__Prompt__
Work out how many lines in the entries below include the word "honeycomb", and give only that figure.

__Records provided__

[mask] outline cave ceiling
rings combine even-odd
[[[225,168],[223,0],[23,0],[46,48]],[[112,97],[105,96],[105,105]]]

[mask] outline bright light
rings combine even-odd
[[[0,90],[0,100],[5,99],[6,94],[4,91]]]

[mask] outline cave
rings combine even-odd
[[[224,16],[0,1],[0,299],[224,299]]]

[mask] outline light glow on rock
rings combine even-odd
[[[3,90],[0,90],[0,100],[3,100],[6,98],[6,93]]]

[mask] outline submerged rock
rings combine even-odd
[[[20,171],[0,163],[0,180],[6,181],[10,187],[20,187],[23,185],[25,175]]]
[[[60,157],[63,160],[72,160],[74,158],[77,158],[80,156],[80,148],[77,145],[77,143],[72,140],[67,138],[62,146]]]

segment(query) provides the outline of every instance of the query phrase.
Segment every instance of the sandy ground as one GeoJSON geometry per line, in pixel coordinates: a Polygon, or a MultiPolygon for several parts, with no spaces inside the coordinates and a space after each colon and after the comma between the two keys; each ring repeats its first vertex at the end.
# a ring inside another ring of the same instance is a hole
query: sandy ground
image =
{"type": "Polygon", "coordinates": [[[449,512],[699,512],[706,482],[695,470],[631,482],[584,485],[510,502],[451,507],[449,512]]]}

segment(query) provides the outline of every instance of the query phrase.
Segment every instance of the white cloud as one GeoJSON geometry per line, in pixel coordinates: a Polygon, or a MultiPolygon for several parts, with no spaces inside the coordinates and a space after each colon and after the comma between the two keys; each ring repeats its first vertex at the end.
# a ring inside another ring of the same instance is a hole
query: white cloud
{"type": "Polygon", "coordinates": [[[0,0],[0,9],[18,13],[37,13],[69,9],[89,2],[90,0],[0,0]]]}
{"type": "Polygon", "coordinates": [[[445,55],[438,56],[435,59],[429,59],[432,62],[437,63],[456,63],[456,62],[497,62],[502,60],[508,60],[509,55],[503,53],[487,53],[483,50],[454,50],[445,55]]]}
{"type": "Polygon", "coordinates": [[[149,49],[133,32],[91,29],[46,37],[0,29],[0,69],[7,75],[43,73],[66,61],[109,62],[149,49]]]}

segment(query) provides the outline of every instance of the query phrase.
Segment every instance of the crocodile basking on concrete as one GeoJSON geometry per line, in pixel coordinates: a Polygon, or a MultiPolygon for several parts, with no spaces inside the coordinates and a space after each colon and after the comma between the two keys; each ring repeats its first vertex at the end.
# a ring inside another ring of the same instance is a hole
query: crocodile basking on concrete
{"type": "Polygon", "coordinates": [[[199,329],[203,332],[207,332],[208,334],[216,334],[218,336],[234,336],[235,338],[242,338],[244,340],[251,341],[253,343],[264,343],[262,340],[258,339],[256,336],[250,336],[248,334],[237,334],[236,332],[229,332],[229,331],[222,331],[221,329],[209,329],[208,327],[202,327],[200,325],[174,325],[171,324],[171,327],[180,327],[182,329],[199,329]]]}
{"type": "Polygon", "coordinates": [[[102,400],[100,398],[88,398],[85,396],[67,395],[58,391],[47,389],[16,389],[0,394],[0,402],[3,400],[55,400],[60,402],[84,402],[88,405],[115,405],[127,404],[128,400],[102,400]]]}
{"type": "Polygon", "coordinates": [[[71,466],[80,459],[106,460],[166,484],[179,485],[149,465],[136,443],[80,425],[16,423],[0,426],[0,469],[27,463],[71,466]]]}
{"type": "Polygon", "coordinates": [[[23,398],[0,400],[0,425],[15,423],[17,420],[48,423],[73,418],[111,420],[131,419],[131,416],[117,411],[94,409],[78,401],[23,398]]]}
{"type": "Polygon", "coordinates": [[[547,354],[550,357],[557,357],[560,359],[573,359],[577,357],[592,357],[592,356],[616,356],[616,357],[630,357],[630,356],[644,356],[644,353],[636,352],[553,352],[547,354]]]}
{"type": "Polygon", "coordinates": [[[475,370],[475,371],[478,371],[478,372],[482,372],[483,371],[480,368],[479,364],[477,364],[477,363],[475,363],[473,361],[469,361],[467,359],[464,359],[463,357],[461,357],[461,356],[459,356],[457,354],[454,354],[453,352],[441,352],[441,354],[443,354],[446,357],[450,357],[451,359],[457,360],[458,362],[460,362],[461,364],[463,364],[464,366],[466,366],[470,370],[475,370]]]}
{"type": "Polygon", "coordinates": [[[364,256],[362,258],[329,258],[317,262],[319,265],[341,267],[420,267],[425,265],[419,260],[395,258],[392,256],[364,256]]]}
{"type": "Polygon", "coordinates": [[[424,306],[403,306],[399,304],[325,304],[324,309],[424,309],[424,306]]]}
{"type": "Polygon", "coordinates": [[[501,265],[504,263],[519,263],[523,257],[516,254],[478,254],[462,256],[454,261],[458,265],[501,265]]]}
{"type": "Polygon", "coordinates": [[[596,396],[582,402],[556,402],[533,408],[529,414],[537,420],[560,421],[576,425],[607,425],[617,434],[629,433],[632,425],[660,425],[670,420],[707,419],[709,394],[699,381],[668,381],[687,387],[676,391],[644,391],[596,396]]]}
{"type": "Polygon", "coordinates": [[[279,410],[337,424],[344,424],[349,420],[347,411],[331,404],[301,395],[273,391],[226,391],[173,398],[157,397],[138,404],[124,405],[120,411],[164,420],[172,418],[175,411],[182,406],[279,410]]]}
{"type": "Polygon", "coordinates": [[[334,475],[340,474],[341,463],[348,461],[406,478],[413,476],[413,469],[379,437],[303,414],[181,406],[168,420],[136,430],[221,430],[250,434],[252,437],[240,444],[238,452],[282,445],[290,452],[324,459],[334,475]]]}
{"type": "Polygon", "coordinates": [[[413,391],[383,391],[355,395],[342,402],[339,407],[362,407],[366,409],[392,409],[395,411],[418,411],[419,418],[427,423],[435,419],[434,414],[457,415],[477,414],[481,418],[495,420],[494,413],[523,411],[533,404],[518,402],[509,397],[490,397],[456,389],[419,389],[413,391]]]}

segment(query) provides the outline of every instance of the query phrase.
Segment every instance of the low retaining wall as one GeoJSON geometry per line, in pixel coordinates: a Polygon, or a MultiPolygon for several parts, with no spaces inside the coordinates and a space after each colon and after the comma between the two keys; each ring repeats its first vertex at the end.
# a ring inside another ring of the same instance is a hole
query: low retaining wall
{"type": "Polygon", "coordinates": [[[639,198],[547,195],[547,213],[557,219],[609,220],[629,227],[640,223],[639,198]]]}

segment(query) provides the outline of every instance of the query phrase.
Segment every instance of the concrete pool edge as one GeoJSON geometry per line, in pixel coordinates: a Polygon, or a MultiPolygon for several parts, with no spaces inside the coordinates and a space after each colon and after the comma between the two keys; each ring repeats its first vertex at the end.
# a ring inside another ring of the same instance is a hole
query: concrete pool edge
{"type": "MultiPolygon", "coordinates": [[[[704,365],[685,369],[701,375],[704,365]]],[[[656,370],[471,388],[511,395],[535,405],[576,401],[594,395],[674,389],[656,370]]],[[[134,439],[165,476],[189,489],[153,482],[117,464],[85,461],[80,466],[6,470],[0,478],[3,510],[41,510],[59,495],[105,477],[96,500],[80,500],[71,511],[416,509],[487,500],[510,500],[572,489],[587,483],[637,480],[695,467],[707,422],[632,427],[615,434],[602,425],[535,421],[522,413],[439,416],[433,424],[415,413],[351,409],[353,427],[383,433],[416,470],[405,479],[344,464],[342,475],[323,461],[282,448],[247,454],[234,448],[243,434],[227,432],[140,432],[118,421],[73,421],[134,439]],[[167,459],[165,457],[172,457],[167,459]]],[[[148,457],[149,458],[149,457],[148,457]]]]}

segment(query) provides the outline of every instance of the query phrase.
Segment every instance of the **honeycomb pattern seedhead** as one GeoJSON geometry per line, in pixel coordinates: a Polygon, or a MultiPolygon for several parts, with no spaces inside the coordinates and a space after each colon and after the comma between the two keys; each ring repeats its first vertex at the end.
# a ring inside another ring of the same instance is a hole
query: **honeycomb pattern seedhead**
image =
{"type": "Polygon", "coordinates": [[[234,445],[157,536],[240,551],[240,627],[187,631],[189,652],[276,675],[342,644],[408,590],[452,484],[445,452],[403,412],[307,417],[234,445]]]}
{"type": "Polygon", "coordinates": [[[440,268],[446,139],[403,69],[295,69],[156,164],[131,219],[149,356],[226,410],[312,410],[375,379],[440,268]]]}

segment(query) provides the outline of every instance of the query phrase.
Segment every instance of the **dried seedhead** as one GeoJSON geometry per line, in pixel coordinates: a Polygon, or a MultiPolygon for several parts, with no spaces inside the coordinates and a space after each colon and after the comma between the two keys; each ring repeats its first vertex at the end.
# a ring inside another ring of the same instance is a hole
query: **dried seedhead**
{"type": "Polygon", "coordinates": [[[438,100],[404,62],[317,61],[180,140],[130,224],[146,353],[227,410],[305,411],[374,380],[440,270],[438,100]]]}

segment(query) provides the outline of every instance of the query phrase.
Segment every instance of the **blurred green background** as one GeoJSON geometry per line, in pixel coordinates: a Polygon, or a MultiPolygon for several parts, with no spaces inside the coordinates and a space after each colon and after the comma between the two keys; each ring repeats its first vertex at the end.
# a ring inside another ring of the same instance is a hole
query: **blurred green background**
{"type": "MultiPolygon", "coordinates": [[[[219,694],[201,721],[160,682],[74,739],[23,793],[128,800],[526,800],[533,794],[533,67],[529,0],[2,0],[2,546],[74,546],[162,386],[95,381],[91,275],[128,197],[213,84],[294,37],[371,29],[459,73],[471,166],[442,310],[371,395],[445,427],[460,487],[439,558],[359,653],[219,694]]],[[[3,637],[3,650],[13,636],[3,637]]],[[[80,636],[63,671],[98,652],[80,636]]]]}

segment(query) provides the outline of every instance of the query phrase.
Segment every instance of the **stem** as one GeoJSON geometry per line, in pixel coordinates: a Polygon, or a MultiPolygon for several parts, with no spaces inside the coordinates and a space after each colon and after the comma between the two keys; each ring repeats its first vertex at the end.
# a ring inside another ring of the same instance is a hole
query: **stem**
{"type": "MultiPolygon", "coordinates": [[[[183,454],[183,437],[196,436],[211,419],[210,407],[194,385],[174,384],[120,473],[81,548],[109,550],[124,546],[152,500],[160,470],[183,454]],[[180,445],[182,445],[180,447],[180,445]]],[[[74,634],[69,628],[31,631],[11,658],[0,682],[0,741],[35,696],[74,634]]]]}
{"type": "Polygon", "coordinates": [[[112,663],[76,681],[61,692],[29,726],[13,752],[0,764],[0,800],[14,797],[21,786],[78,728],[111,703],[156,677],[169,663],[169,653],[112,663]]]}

__The answer__
2